____ Source passage

I'm trying to figure out the best programming language for an analytical model I'm building. Primary consideration is speed at which it will run FOR loops.

Some detail:

  • The model needs to perform numerous (~30 per entry, over 12 cycles) operations on a set of elements from an array -- there are ~300k rows, and ~150 columns in the array. Most of these operations are logical in nature, e.g., if place(i) = 1, then j(i) = 2.
  • I've built an earlier version of this model using Octave -- to run it takes ~55 hours on an Amazon EC2 m2.xlarge instance (and it uses ~10 GB of memory, but I'm perfectly happy to throw more memory at it). Octave/Matlab won't do elementwise logical operations, so a large number of for loops are needed -- I'm relatively certain that I've vectorized as much as possible -- the loops that remain are necessary. I've gotten octave-multicore to work with this code, which makes some improvement (~30% speed reduction when I get it running on 8 EC2 cores), but ends up being unstable with file locking, etc. +I'm really looking for a step change in run-time -- I know that actually using Matlab might get me as much as a 50% improvement from looking at some benchmarks, but that is cost-prohibitive. The original plan when starting this was to actually run a Monte Carlo with this, but at 55 hours a run, that's completely impractical.

________
____ Materials provided

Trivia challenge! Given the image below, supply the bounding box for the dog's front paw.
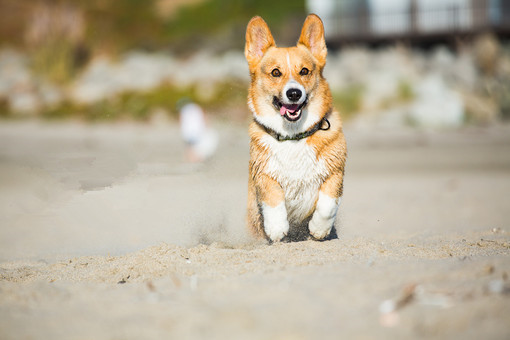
[262,202,289,242]
[266,223,289,242]
[308,218,333,240]
[308,192,340,240]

________

Written tasks:
A. In the passage about choosing a programming language, write out the portion from "I'm trying to" up to and including "then j(i) = 2.", replacing "array" with "matrix".
B. Put every line of the records into a Markdown table with the columns No. and Line, giving each row its number. Skip blank lines and leave the picture out.
The text and the records come from two unrelated sources.

The results:
A.
I'm trying to figure out the best programming language for an analytical model I'm building. Primary consideration is speed at which it will run FOR loops.

Some detail:

  • The model needs to perform numerous (~30 per entry, over 12 cycles) operations on a set of elements from an matrix -- there are ~300k rows, and ~150 columns in the matrix. Most of these operations are logical in nature, e.g., if place(i) = 1, then j(i) = 2.

B.
| No. | Line |
|---|---|
| 1 | Trivia challenge! Given the image below, supply the bounding box for the dog's front paw. |
| 2 | [262,202,289,242] |
| 3 | [266,223,289,242] |
| 4 | [308,218,333,240] |
| 5 | [308,192,340,240] |